*Description of the task*: Find the line in the entries below that contains "Query: rear bumper". Repeat it exactly, and every line after it through the line that contains "Query: wooden oar".

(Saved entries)
============

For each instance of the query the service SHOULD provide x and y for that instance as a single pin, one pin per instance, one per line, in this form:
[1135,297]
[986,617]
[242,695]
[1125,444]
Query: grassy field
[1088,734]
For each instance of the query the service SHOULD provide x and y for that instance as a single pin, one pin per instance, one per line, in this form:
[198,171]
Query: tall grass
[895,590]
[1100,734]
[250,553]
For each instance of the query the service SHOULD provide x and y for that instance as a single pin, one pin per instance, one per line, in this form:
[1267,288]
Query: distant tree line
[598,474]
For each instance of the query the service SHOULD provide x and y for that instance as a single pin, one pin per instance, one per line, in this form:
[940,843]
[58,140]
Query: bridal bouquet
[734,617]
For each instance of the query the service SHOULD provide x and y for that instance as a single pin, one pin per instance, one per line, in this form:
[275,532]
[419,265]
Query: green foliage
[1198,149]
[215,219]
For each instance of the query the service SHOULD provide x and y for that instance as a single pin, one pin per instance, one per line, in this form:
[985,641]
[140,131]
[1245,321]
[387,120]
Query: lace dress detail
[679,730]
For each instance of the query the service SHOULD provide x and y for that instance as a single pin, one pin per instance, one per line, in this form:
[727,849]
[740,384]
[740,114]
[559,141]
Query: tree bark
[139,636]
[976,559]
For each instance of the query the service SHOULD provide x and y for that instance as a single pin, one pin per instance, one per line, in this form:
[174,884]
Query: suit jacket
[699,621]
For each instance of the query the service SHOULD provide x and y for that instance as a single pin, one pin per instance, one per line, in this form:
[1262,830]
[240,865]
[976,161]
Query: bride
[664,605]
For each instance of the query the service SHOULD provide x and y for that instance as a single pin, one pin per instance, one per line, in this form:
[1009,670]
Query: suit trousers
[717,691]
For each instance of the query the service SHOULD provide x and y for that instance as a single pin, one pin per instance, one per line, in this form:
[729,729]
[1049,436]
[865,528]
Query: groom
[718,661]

============

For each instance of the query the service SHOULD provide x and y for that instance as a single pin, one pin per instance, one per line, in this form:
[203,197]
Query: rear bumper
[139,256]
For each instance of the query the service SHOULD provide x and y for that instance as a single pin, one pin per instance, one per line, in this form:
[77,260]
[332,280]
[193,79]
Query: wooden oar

============

*Written solution*:
Query: rear bumper
[139,256]
For each instance of the query the service SHOULD provide x and y for that instance as a single pin, one pin per instance, one per line, in this form:
[77,260]
[332,280]
[193,79]
Query: wooden oar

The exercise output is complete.